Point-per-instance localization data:
----
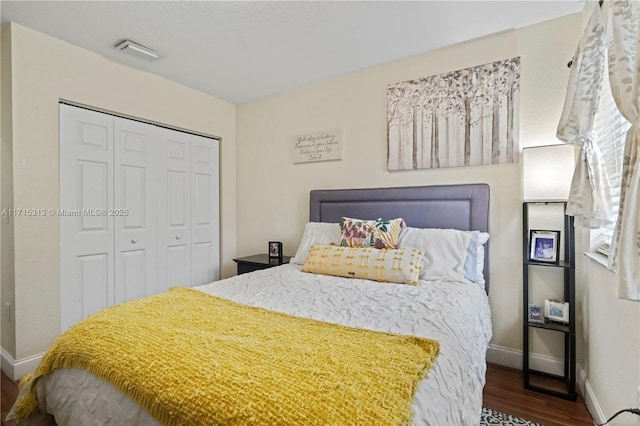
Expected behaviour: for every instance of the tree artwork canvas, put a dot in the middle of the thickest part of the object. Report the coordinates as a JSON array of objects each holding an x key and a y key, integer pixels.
[{"x": 467, "y": 117}]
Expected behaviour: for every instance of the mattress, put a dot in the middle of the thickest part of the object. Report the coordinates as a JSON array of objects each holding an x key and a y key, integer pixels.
[{"x": 453, "y": 311}]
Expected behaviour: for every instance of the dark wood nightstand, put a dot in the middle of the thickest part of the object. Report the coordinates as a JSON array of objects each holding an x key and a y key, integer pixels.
[{"x": 258, "y": 261}]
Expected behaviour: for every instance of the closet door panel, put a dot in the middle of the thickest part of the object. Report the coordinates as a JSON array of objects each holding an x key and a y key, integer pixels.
[
  {"x": 86, "y": 235},
  {"x": 174, "y": 210},
  {"x": 134, "y": 210},
  {"x": 205, "y": 206}
]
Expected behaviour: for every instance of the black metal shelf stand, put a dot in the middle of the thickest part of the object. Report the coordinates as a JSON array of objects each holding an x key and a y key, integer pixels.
[{"x": 569, "y": 329}]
----
Without including any pictures, return every line of the records exactly.

Expected behaviour: for every instance of the tree artwork canvas, put a dot in the middle of the thickest part of the object. Report the coordinates as a JSON array of objects each holding an x key and a y key, integer pixels.
[{"x": 467, "y": 117}]
Expected behaviour: for every instance of the mattress, put a dot in the middle of the thickest part of the object. Report the coordinates as a JSON array of objects each holding an x key and a y key, integer pixels.
[{"x": 453, "y": 311}]
Expected behaviour: for every instance of the dark wood nightstand, put a dot in the middle of the thickest part of the object. Report the coordinates as a JSON array of objects each holding an x key and a y key, integer pixels.
[{"x": 258, "y": 261}]
Expected behaviour: for every instance of the closet door panel, put a dot in the middle of the thickest part of the object. Report the coordinates as a JSON array of objects each holding an x key and a y key, integer pixels.
[
  {"x": 86, "y": 235},
  {"x": 174, "y": 210},
  {"x": 134, "y": 210},
  {"x": 205, "y": 206}
]
Expected behaviour: for every instance of the black metal shelf stand, put a dot in the middle of the thickest part of the object. Report the coordinates as a JSON array of objects each holding an x key and a y key, integer pixels.
[{"x": 569, "y": 329}]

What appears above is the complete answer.